BEGIN Input

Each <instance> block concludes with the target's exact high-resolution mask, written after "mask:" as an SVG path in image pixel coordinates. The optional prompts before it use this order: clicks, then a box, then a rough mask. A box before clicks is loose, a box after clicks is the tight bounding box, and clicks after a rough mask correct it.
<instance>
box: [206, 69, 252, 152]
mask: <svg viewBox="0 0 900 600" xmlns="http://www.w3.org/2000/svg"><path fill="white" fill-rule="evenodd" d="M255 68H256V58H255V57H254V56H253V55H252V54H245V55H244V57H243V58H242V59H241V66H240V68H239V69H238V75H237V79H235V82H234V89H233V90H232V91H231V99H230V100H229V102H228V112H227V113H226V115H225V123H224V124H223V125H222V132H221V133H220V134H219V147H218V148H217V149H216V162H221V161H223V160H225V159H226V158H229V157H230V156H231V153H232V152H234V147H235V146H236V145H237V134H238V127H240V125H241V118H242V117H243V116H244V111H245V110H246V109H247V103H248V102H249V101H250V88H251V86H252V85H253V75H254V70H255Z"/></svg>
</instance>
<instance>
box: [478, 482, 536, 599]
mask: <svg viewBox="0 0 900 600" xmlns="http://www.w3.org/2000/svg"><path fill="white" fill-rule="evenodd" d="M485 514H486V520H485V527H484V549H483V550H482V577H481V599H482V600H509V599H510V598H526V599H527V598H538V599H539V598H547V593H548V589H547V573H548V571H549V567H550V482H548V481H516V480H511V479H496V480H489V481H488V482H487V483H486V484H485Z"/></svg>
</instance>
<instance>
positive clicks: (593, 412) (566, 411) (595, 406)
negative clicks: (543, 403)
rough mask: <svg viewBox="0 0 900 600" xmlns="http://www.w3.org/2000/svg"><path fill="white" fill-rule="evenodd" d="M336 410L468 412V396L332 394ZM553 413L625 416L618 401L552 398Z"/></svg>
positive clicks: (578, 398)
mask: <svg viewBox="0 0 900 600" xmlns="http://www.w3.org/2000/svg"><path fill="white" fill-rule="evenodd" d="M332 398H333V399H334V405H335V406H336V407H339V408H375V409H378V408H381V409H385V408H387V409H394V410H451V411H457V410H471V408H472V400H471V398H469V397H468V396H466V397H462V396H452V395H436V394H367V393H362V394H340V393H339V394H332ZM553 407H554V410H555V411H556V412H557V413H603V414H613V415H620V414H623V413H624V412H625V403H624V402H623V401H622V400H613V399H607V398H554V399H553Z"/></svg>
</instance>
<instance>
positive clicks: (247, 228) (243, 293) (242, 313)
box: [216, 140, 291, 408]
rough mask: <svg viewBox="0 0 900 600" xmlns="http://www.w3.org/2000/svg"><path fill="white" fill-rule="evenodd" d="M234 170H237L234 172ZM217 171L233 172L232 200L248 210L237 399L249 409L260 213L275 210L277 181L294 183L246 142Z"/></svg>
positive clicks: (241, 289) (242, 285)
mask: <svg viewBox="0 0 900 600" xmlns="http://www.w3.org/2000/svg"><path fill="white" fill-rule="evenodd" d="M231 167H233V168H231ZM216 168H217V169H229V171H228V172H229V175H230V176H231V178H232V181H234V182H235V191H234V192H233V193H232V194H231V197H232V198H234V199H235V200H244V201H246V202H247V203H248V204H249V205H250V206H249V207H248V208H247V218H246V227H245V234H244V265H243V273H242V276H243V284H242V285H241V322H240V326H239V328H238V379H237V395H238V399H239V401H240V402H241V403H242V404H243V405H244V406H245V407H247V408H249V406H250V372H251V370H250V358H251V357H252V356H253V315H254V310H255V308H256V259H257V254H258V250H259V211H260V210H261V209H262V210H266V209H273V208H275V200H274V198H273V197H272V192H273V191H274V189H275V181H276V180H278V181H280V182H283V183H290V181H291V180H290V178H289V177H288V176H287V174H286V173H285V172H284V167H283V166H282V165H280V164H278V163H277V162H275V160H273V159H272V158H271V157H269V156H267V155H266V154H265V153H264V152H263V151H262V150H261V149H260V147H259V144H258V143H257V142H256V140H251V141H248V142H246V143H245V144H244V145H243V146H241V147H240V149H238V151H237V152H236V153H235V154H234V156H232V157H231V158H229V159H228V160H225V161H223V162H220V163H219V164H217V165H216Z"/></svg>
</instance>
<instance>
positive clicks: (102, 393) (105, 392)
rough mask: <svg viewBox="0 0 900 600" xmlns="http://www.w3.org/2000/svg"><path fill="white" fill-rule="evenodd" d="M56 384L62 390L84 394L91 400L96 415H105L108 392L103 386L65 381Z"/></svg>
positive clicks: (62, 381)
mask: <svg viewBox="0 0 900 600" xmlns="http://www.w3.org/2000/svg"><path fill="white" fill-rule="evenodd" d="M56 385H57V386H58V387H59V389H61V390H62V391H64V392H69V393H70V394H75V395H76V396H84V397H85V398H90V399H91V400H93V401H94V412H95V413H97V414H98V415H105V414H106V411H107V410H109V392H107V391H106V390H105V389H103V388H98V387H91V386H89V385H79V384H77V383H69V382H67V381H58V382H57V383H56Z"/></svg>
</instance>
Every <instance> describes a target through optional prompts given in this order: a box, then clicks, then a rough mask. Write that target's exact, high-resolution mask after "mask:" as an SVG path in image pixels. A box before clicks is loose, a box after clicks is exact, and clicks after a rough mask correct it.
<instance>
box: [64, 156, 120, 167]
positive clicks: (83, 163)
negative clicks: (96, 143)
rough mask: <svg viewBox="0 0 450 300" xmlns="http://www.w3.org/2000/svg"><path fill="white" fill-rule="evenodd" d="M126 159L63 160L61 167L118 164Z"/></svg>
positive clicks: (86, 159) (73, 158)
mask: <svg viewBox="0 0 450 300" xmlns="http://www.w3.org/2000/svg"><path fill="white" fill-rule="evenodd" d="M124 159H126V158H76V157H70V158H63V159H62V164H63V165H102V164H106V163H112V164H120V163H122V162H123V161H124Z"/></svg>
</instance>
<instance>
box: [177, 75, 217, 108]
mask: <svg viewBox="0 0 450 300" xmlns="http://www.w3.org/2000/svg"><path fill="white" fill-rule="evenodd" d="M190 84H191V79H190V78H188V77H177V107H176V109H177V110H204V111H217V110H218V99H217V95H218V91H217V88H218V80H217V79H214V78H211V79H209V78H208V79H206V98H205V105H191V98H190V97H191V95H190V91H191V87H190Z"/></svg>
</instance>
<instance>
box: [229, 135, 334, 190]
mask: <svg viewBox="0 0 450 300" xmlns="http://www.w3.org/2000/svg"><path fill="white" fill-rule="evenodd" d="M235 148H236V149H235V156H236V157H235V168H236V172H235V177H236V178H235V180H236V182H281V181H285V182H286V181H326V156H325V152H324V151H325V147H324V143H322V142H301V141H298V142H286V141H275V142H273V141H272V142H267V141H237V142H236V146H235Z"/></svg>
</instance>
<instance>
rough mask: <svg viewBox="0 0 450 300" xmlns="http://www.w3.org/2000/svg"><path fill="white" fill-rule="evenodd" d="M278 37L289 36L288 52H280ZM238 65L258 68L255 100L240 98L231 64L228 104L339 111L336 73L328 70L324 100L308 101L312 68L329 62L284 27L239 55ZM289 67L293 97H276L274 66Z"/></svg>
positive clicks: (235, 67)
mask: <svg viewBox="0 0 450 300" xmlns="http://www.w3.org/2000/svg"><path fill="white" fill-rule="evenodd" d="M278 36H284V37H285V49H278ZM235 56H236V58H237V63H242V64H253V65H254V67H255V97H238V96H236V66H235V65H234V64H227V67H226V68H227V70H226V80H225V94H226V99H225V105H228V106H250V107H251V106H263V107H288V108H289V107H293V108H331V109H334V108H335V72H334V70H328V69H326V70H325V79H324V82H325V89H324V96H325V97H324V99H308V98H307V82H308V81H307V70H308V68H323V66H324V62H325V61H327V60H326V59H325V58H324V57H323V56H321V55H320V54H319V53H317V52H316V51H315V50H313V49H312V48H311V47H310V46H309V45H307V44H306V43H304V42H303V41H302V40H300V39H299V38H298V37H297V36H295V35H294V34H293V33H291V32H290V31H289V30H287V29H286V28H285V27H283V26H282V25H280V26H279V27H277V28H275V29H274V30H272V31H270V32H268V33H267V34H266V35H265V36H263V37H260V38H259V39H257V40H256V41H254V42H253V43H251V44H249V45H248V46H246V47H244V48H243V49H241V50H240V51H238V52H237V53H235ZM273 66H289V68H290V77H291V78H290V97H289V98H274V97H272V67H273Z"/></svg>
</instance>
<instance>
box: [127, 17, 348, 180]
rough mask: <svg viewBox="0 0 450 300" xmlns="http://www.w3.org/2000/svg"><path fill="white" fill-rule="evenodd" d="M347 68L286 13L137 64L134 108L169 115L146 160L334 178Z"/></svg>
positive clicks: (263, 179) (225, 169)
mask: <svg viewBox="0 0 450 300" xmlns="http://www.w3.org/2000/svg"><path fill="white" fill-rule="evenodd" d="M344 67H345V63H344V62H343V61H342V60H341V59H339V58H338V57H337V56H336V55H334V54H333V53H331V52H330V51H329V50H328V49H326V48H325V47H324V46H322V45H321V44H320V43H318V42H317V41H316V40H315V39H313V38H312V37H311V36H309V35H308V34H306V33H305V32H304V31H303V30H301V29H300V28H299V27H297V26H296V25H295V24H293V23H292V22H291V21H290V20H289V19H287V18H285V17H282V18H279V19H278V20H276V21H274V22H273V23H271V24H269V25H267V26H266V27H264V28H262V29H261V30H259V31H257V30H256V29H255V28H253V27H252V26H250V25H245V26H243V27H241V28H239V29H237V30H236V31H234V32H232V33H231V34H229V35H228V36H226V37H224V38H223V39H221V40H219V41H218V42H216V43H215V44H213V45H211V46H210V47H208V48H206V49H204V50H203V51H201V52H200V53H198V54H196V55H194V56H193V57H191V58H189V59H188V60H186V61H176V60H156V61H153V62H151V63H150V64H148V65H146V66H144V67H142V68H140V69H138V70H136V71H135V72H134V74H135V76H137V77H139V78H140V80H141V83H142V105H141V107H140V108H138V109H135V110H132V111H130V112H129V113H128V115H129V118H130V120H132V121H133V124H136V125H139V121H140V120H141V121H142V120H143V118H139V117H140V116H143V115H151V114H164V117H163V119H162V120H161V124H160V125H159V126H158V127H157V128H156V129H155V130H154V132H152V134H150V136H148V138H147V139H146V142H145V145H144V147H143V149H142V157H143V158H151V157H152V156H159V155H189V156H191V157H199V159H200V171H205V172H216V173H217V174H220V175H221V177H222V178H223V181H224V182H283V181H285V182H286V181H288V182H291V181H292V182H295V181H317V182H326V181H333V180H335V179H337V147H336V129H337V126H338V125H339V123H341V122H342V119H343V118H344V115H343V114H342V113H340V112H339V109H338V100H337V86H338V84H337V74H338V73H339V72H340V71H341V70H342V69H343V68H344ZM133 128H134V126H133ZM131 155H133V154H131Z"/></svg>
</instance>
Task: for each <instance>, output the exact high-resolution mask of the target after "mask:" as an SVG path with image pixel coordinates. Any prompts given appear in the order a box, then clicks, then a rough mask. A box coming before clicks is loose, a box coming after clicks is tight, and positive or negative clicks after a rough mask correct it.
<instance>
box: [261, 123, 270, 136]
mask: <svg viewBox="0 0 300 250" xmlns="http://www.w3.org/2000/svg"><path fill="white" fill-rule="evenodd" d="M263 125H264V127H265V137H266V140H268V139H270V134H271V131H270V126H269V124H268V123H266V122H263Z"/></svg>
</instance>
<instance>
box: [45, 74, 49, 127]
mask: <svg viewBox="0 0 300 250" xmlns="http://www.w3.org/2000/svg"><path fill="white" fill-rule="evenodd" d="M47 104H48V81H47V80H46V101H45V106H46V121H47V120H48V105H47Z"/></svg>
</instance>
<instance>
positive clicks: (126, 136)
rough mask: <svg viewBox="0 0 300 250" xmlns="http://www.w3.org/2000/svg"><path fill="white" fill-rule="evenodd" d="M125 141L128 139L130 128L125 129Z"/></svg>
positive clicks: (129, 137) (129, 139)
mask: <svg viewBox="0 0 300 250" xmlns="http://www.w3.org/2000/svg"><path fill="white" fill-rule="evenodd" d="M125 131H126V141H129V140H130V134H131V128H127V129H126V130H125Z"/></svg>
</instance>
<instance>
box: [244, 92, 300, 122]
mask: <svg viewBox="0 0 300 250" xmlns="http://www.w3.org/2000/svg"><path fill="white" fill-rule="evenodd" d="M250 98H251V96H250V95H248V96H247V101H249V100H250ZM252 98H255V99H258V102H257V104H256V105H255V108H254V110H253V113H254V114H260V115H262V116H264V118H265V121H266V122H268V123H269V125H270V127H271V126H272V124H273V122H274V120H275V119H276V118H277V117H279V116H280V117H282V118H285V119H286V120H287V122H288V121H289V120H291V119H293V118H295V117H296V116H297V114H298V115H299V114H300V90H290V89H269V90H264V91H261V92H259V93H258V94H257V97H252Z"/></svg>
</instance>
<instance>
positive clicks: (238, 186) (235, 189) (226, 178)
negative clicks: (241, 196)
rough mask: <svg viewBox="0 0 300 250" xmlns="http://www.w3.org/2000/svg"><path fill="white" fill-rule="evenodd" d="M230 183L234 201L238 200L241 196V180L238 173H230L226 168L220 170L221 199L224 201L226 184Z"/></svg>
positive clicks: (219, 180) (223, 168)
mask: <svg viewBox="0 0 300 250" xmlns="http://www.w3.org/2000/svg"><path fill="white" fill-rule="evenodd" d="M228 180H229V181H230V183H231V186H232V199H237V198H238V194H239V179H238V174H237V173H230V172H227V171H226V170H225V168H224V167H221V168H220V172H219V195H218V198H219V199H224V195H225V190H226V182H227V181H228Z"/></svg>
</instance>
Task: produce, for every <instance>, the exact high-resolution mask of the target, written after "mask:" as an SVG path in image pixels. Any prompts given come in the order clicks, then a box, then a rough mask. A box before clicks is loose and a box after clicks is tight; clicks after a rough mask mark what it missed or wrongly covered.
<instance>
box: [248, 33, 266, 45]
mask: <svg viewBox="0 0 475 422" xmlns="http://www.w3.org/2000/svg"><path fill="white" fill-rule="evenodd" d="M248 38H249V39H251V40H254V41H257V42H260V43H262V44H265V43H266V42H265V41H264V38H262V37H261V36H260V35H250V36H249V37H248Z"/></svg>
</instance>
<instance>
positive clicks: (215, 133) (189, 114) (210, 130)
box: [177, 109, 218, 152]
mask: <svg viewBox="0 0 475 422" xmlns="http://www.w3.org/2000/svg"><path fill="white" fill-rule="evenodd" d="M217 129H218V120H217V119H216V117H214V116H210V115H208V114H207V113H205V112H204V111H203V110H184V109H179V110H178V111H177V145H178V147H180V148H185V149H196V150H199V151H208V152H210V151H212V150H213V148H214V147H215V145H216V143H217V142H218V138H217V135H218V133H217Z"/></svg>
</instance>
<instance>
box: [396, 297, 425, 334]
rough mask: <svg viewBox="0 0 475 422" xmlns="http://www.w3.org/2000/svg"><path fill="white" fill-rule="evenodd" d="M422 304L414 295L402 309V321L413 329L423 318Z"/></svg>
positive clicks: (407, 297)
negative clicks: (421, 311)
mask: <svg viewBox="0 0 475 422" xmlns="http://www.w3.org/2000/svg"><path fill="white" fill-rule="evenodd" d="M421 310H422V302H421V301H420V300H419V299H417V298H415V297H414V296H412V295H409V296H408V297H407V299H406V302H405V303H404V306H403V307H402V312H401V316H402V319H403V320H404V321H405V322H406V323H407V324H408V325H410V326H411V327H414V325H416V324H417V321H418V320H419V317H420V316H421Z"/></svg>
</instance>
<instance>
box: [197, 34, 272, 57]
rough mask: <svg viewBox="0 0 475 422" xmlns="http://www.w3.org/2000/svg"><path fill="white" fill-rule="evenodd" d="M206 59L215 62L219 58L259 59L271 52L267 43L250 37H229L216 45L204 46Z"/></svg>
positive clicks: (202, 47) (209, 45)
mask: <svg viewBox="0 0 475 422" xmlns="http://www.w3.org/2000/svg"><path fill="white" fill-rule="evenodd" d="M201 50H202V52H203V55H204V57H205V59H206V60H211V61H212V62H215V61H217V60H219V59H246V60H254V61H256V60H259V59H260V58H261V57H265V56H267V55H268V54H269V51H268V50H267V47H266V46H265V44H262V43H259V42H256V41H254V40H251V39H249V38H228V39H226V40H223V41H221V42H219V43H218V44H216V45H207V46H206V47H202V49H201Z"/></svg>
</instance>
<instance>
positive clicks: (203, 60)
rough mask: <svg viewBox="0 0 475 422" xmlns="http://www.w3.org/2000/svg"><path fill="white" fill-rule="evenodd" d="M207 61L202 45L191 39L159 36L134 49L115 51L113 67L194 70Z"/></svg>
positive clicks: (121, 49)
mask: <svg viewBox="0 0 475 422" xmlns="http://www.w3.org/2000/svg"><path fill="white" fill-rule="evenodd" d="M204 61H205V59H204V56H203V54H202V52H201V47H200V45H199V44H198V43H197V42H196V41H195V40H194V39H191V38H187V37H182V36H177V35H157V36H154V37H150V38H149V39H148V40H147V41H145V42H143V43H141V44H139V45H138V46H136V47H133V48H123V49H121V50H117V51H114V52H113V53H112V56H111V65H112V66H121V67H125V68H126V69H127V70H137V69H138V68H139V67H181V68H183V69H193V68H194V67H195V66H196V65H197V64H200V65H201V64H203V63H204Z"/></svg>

END Input

- [Your assignment]: Whenever the word "with" appears in a line of the listing, report that line.

- [Solution to this task]:
Each <instance> block concludes with the target's exact high-resolution mask, written after "mask:" as an SVG path in image pixel coordinates. The optional prompts before it use this order: clicks, then a box, then a rough mask. A box before clicks is loose, a box after clicks is the tight bounding box, and clicks after a rough mask correct it.
Task: for each <instance>, output the exact high-resolution mask of the target after "mask:" as an SVG path with image pixel coordinates. Any prompts given appear in the order a box, then clicks, then a rough mask. A box coming before clicks is loose, a box coming after clicks is tight, and positive or negative clicks after a rough mask correct it.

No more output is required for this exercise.